(Provided text begins)
Park in Uccle, Belgium

Wolvendael Park (Parc de Wolvendael; Wolvendaelpark) is an urban public park of 14.5 ha in the municipality of Uccle in Brussels, Belgium. Its origins date back to the 18th century as the grounds surrounding a country house of the same name, built in the neoclassical style.

==Toponymy==
The name is of Flemish origin and is not derived from the Dutch word wolven ("wolves"), despite common assumptions. It is generally interpreted as meaning "valley (dael) at the bend (wolf or wolve)", referring to a meander in the valley of the Ukkelbeek.

==History==
The earliest known reference dates from 1209, when the Cartulary of Affligem Abbey, published by Edgard de Marneffe, mentioned "Terram que woluesdal vocatur", referring to a site named Wolvendael near a bend in the valley of the Ukkelbeek.

From the 17th century onwards, the site appears as a pleasure estate, although little is known about its early ownership. In the early 18th century, the domain belonged to Jean-François Slijpen, who sold it in 1715 to Eugène-Henri Fricx. He is believed to have built a villa on the site. In 1733, the estate passed to Thomas de Fraula, during which time it comprised gardens, orchards, and woodland.
(Provided text ends)
Brief 1 → From the text on Wolvendael Park, echo the stretch from "Wolvendael Park (Parc" through "the neoclassical style.".
Brief 2 → According to the Wolvendael Park text, to whom did Jean-François Slijpen sell the domain in 1715?
Rely only on the text about Wolvendael Park.
(Data for analysis begins)
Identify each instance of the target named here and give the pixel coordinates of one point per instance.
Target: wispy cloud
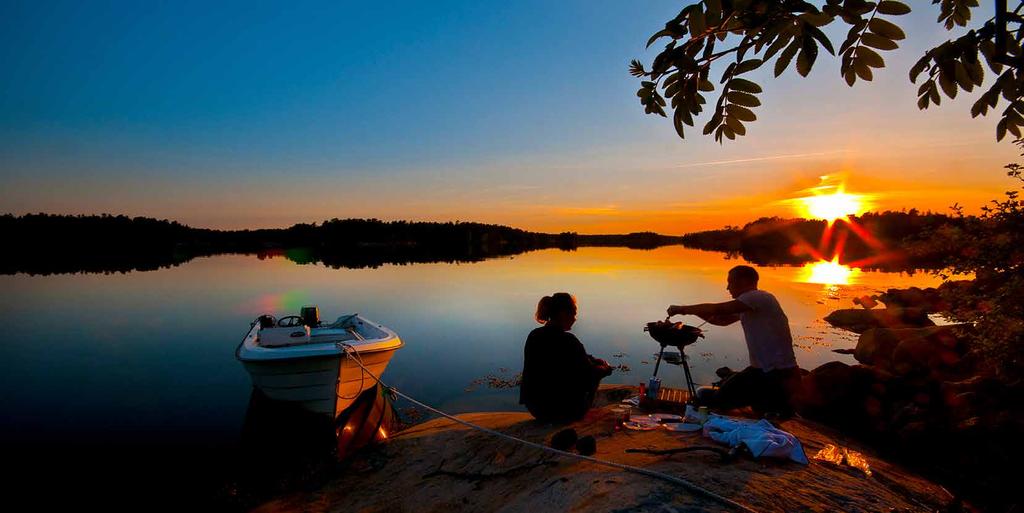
(760, 159)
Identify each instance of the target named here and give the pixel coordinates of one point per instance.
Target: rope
(348, 349)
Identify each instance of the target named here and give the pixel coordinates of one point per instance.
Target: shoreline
(439, 465)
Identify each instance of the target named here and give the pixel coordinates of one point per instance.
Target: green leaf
(783, 58)
(677, 122)
(806, 59)
(893, 8)
(947, 84)
(744, 85)
(870, 57)
(735, 125)
(713, 124)
(920, 67)
(886, 29)
(740, 113)
(742, 98)
(778, 44)
(748, 66)
(820, 37)
(696, 22)
(862, 70)
(876, 41)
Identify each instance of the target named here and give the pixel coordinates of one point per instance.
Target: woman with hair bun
(559, 379)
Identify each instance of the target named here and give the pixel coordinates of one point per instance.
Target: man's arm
(721, 319)
(707, 310)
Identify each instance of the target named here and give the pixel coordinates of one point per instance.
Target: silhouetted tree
(753, 33)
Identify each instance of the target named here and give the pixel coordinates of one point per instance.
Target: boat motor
(310, 315)
(678, 335)
(266, 321)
(Data for analysis ends)
Your solution 1 →
Wolvendael Park (Parc de Wolvendael; Wolvendaelpark) is an urban public park of 14.5 ha in the municipality of Uccle in Brussels, Belgium. Its origins date back to the 18th century as the grounds surrounding a country house of the same name, built in the neoclassical style.

Your solution 2 → Eugène-Henri Fricx